#### [Required work]
**1)** Answer these from the translation thread below:
(a) To whom is the German quote attributed?
(b) What English wording did highcs first propose?
(c) What verb form does brian say English needs here?
**2)** Quote the translation thread below word for word, from "# Mögen hätte" to "Here goes....".

# Mögen hätte ich schon wollen, aber dürfen hab’ ich mich nicht getraut



## highcs

Mögen hätte ich schon wollen, aber dürfen hab’ ich mich nicht getraut.

Karl Valentin (1882-1948) 

Hello all,
I am translating the above quote from German to English and wanted to get some second opinions on my attempt.
Here goes....

I would have liked to, but didn't dare to.

I know it's not literal - but I'm trying to go for the "feel" of it....

Thanks for your opinions....

highcs


----------



## brian

Cool quote. I think your translation is definitely the right idea (maybe slightly more literal: _...but I didn't dare allow myself/allow it_).

But it's really hard to come up with an eloquent translation that preserves the nice parallelism of _mögen_ and _dürfen_ in German. At least I can't think of one.. other than:

_To have liked to is certainly what I would have wanted, but to have been able to is what I did not dare allow myself._

I'm assuming it's okay to use the past infinitives here for _mögen_ and _dürfen_.


----------



## highcs

Thank you, brian.  

I like the first suggestion you gave....


----------



## Frank78

Don´t mind if it sounds odd in English, it does in German as well.


----------



## highcs

Frank78 said:


> Don´t mind if it sounds odd in English, it does in German as well.


----------



## Kuestenwache

How about:
To want to I would have liked, but to allow myself to I didn't dare.


----------



## Sidjanga

brian8733 said:


> (...) _To have liked to is certainly what I would have wanted, but to have been able to is what I did not dare allow myself._ _(...)_.


Wouldn't it rather be this way round?

_To have liked to is certainly what I would have wanted, but to have been *allowed* to is what I *did not dare*.

_(and I've just realised that Küstenwache has already suggested something very similar)


----------



## brian

Sigianga said:
			
		

> Wouldn't it rather be this way round?



I took _dürfen_ as "to be able" and _mich trauen_ as "to dare (to allow myself) to."

Basically, "to dare to be allowed" does not make much sense; "to dare to allow oneself *(to do something)*" does make sense if you add the part "*to do something*," or simply the word "*to*," with the rest of the infinitive implied (just like "to have liked to"), so then you'd have:

_To have liked to is certainly what I would have wanted, but to have allowed myself to__ is what I did not dare._

This is perfectly fine. Indeed it's the same translation Kuestenwache proposed, except--like I said in post #2--in English you have to use the *past infinitives* here (_to have liked_ & _to have allowed_); and it also sounds a lot more natural & fluid with the _what_-clauses.

#### [Available data]
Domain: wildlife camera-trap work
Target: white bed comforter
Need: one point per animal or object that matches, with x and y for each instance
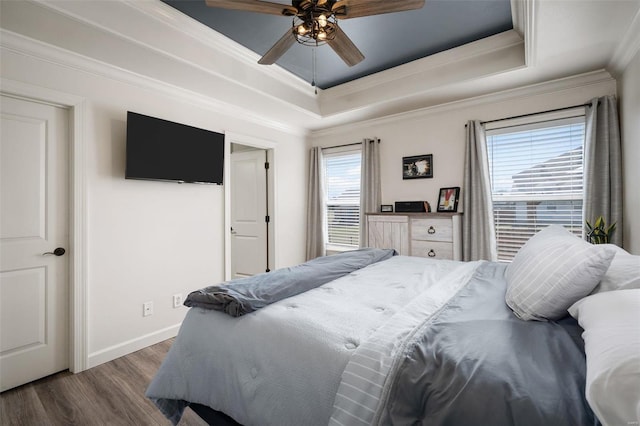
(283, 364)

#### [The answers]
**1)**
(a) Karl Valentin (1882-1948).
(b) "I would have liked to, but didn't dare to."
(c) Past infinitives ("to have liked" and "to have allowed").

**2)**
# Mögen hätte ich schon wollen, aber dürfen hab’ ich mich nicht getraut



## highcs

Mögen hätte ich schon wollen, aber dürfen hab’ ich mich nicht getraut.

Karl Valentin (1882-1948) 

Hello all,
I am translating the above quote from German to English and wanted to get some second opinions on my attempt.
Here goes....